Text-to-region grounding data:
════════════════

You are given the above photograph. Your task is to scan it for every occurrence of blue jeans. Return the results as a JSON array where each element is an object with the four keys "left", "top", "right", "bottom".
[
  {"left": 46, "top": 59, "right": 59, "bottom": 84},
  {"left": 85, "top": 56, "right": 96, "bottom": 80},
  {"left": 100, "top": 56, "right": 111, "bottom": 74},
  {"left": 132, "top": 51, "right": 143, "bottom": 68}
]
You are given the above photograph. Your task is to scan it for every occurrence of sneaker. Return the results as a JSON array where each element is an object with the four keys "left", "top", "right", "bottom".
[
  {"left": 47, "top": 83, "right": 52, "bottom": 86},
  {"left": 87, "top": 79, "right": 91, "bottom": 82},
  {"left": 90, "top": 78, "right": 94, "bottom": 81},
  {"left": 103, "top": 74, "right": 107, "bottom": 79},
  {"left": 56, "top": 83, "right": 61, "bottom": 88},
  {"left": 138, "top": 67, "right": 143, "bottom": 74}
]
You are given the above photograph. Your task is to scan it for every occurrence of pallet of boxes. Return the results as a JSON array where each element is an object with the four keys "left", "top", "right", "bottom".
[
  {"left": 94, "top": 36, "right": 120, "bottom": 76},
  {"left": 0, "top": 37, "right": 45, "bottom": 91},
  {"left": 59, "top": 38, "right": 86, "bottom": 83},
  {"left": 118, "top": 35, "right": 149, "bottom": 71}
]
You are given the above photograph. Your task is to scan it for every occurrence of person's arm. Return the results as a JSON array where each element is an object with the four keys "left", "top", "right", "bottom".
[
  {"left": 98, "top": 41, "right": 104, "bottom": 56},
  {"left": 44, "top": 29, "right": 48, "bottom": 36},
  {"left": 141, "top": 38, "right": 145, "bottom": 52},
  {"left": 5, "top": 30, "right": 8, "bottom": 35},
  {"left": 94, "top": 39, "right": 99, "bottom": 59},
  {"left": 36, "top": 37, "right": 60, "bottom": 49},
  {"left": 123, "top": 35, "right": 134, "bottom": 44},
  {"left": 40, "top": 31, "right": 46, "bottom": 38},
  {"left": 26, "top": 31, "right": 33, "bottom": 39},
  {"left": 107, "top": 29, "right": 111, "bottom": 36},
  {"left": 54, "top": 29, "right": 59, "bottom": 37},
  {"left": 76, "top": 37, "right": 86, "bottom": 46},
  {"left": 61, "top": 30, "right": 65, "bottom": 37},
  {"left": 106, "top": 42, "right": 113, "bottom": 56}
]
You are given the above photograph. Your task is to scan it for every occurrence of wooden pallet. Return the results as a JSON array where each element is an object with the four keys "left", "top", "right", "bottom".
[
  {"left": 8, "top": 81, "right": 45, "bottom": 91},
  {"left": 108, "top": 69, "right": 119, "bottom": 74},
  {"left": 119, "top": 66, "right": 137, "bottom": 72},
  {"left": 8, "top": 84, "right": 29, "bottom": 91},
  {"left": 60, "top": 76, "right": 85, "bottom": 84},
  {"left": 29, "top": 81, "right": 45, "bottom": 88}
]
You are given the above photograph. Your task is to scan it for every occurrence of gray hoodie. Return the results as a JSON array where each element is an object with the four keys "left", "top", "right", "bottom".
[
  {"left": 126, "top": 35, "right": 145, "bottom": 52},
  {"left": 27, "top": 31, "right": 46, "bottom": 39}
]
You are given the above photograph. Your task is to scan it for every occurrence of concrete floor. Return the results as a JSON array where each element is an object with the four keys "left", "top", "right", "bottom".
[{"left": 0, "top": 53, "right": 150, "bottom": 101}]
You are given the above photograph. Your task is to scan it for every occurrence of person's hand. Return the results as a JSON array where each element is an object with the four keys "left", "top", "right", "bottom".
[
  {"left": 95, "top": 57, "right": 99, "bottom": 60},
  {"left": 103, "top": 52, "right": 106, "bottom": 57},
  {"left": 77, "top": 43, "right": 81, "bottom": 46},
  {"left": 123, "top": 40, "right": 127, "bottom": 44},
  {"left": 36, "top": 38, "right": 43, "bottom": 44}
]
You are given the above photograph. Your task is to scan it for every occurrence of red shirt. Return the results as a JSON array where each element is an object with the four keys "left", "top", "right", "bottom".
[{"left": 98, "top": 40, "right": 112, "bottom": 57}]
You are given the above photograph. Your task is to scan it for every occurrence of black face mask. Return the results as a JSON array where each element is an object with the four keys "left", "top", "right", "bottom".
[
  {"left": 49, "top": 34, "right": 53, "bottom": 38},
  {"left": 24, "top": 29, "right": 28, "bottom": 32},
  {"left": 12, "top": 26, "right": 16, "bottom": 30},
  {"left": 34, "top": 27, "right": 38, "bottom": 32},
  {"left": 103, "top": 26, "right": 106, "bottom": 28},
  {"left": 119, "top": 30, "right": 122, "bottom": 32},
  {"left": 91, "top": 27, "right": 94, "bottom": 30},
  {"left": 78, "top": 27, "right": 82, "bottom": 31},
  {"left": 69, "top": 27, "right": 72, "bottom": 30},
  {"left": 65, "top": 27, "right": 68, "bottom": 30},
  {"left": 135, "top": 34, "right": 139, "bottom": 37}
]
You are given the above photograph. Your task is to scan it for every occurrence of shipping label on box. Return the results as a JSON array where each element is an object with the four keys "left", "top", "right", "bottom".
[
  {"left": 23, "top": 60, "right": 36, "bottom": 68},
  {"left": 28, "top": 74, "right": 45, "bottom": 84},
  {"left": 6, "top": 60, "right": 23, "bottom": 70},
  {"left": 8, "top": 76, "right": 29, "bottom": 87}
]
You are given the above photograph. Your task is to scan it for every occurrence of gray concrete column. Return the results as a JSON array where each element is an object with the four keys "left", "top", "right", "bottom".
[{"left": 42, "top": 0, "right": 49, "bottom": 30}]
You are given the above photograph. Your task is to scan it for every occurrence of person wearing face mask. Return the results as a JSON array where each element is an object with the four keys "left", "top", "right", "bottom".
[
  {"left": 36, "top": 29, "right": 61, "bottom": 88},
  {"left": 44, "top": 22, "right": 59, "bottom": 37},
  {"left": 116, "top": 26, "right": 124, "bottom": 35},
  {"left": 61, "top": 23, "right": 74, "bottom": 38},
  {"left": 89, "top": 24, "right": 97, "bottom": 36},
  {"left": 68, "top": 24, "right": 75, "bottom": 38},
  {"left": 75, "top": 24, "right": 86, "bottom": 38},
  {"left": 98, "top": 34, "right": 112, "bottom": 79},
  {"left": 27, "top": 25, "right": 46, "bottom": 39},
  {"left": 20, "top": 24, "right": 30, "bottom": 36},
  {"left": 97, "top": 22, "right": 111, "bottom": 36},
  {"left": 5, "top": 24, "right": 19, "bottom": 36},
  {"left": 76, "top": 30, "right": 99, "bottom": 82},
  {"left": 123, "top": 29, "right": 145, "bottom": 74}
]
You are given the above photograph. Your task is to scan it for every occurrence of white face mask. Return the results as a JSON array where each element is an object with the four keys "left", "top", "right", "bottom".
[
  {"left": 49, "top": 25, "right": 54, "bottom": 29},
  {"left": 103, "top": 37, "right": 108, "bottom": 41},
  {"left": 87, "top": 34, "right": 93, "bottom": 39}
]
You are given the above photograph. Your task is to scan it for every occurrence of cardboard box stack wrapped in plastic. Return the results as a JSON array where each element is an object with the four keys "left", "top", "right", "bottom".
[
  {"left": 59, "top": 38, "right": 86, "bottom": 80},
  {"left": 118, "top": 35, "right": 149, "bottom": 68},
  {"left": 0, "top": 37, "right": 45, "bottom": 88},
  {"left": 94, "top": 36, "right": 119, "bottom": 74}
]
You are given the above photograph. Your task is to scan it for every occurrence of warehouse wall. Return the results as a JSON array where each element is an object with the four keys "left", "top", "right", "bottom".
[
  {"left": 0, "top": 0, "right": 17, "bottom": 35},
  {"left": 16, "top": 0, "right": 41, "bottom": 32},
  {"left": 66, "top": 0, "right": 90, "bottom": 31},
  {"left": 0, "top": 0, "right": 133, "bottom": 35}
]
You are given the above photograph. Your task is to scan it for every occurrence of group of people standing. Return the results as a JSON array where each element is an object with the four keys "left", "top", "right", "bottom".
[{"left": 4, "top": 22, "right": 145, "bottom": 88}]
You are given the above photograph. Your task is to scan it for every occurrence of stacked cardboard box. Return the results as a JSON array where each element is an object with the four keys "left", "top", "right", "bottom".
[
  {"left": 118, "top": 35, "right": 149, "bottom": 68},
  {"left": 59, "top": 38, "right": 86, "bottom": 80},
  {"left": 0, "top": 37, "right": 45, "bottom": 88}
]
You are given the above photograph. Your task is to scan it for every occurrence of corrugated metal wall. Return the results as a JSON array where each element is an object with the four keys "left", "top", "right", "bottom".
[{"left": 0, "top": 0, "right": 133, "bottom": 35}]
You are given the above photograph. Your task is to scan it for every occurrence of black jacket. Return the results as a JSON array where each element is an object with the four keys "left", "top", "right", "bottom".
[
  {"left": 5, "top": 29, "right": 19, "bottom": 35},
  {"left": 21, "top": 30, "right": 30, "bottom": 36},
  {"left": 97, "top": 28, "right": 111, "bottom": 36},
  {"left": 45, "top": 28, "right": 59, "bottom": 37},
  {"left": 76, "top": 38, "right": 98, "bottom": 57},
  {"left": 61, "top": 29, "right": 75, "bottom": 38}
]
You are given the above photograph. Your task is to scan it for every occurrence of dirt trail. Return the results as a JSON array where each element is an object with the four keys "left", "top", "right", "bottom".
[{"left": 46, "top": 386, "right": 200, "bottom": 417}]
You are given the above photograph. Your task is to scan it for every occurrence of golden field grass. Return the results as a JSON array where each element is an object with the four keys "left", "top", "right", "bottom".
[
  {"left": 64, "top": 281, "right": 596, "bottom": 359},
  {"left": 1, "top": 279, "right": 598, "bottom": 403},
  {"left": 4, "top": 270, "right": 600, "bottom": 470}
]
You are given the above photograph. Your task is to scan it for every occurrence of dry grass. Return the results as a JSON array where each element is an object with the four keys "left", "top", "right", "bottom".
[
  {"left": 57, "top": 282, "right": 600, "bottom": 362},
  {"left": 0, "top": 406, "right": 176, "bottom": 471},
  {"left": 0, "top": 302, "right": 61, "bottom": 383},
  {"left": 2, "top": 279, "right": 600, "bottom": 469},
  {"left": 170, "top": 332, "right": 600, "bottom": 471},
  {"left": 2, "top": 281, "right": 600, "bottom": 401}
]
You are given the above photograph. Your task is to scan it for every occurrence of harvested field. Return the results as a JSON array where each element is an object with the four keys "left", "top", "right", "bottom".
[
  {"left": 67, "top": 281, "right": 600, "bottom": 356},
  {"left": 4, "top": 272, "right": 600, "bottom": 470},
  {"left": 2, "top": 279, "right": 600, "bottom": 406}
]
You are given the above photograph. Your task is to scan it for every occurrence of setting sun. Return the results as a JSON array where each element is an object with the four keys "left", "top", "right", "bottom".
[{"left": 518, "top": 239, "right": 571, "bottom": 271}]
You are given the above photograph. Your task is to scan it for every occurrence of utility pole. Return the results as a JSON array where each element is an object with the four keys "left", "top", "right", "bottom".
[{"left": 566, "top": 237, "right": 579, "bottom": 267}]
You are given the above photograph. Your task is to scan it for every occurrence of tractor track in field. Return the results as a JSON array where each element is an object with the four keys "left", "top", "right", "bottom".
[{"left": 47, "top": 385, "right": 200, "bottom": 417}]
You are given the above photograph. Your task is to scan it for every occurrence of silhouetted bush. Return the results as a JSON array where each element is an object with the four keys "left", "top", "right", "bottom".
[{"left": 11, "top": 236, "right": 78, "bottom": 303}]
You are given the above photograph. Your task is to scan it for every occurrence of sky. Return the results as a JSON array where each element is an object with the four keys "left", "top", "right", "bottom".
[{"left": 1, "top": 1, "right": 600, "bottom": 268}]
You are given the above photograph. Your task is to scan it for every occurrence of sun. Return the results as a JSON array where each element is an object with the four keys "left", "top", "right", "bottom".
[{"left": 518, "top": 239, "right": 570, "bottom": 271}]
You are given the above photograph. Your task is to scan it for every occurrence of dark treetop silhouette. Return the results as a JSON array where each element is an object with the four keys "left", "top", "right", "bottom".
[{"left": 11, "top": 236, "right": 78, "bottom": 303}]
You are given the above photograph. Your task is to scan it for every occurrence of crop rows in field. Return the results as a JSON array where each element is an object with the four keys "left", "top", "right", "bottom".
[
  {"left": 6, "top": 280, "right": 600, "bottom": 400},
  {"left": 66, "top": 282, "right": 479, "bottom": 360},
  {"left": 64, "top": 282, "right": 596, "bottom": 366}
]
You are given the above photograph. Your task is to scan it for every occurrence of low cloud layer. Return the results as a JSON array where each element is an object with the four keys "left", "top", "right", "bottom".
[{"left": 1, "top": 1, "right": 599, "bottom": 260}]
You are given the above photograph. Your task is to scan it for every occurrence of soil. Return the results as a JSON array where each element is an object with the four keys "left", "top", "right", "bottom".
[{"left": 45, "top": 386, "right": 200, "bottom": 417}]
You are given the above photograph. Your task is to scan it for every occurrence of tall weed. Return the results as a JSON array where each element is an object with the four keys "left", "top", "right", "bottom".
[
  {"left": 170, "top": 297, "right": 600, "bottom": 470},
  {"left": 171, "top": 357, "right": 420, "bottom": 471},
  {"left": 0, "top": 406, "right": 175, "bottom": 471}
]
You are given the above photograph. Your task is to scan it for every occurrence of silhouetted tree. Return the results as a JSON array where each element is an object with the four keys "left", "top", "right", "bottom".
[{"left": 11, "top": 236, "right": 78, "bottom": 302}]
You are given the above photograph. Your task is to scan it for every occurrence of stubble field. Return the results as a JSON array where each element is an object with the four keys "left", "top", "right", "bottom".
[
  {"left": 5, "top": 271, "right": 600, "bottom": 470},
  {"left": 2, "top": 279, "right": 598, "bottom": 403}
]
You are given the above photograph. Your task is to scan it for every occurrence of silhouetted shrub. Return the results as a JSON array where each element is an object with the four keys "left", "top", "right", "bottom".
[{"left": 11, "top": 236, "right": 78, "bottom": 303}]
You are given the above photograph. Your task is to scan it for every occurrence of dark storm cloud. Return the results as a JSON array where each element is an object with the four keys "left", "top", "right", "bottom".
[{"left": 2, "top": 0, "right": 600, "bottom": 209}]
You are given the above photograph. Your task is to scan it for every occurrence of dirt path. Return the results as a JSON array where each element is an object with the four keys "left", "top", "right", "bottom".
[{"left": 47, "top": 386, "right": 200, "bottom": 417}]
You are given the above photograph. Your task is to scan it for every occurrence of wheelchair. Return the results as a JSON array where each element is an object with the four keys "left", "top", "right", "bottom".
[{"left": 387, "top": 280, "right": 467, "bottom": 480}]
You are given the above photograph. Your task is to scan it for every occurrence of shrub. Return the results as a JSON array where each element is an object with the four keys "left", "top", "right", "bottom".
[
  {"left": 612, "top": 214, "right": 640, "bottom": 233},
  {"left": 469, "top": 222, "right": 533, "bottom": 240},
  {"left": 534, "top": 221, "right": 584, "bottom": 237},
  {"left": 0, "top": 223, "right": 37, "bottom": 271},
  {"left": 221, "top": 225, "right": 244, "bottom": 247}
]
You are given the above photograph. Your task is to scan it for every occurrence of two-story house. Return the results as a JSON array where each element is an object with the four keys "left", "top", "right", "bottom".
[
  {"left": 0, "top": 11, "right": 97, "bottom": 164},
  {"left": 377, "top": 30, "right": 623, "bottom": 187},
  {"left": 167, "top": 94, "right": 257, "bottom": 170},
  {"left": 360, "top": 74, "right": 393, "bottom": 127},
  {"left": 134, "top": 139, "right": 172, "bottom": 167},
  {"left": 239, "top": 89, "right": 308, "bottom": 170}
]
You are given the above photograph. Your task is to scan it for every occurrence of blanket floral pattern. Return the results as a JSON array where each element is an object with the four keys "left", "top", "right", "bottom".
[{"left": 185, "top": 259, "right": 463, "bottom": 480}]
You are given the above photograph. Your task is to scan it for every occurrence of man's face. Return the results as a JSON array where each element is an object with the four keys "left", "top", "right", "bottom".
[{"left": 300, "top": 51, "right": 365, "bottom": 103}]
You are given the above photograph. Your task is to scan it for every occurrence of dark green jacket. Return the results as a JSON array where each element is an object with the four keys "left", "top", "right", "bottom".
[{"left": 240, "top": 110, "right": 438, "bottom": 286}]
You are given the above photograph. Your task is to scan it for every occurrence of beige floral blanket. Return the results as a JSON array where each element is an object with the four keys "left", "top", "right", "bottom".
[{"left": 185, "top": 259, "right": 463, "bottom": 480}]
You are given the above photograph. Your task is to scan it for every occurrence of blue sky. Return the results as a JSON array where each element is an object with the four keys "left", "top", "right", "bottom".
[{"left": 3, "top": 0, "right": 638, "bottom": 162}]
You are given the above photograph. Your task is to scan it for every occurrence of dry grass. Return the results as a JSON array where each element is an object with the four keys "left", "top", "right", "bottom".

════════════════

- **The problem**: Output consists of exactly the lines from the one containing "occurrence of man's" to the end of the records above, retyped without change and with nothing extra.

- **Solution below**:
You are given the above photograph. Your task is to scan it for every occurrence of man's face. Return the results as a JSON array where each element is an object with the four keys "left", "top", "right", "bottom".
[{"left": 300, "top": 51, "right": 365, "bottom": 103}]
You are given the above photograph. Your task is to scan it for every occurrence of dark green jacket. Return the results as a JSON array where each element is an object with the four keys "left", "top", "right", "bottom".
[{"left": 240, "top": 110, "right": 438, "bottom": 286}]
You are given the above photograph. Your task is to scan it for every occurrence of beige floral blanket. Return the results as a JSON array where each element is an object with the four keys "left", "top", "right", "bottom".
[{"left": 185, "top": 259, "right": 463, "bottom": 480}]
You are given the above photograph. Your task is to scan it for every occurrence of blue sky. Return the results as a JSON array where each element is an object with the four keys "left", "top", "right", "bottom".
[{"left": 3, "top": 0, "right": 638, "bottom": 162}]
You are given the above photograph. Your task is to scan it for every occurrence of dry grass. Return the results as a JSON array where each element is an object with the four keys "left", "top", "right", "bottom".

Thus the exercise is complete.